Print all of the data below word for word, keeping every line as it is but leaving out any pictures.

[start of INPUT DATA]

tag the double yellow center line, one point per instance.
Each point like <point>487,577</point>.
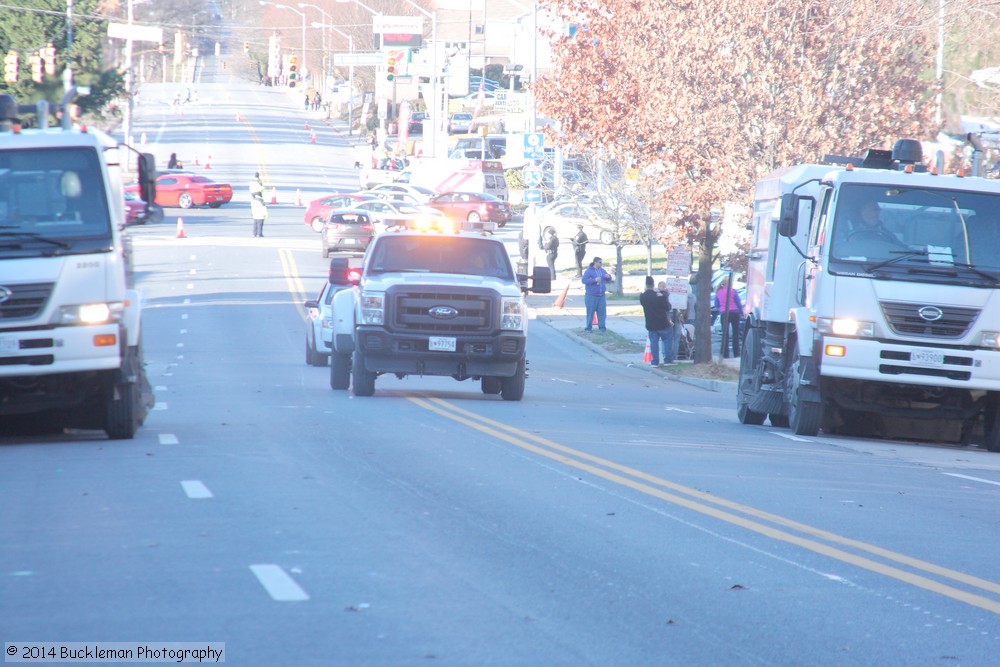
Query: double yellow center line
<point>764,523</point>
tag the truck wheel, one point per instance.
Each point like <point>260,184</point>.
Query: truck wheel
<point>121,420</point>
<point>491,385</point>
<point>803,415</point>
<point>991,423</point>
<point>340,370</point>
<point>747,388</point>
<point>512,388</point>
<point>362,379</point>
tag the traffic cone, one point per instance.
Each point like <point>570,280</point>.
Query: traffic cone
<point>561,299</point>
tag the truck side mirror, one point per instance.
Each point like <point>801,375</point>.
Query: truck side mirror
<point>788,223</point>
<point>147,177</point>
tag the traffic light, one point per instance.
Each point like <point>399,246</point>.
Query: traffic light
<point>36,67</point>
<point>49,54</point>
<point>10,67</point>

[end of INPUT DATA]

> _RESPONSE FOR THIS EXERCISE_
tag the double yellow center line, one point per instance.
Each point like <point>487,577</point>.
Query: double yellow center line
<point>764,523</point>
tag the truck wheel, one point per instance.
Each point like <point>260,184</point>.
Query: truck wheel
<point>121,420</point>
<point>491,385</point>
<point>803,415</point>
<point>991,423</point>
<point>340,370</point>
<point>747,388</point>
<point>512,388</point>
<point>362,379</point>
tag the traffic cone, one point per instance.
Each point like <point>570,280</point>.
Query: traffic cone
<point>561,299</point>
tag the truck side mirror, one point per instance.
Each point like <point>801,375</point>.
Query: truck side mirror
<point>788,223</point>
<point>147,177</point>
tag the traffic light, one point per instance.
Each point like <point>399,246</point>.
Query: traffic light
<point>36,67</point>
<point>49,54</point>
<point>10,67</point>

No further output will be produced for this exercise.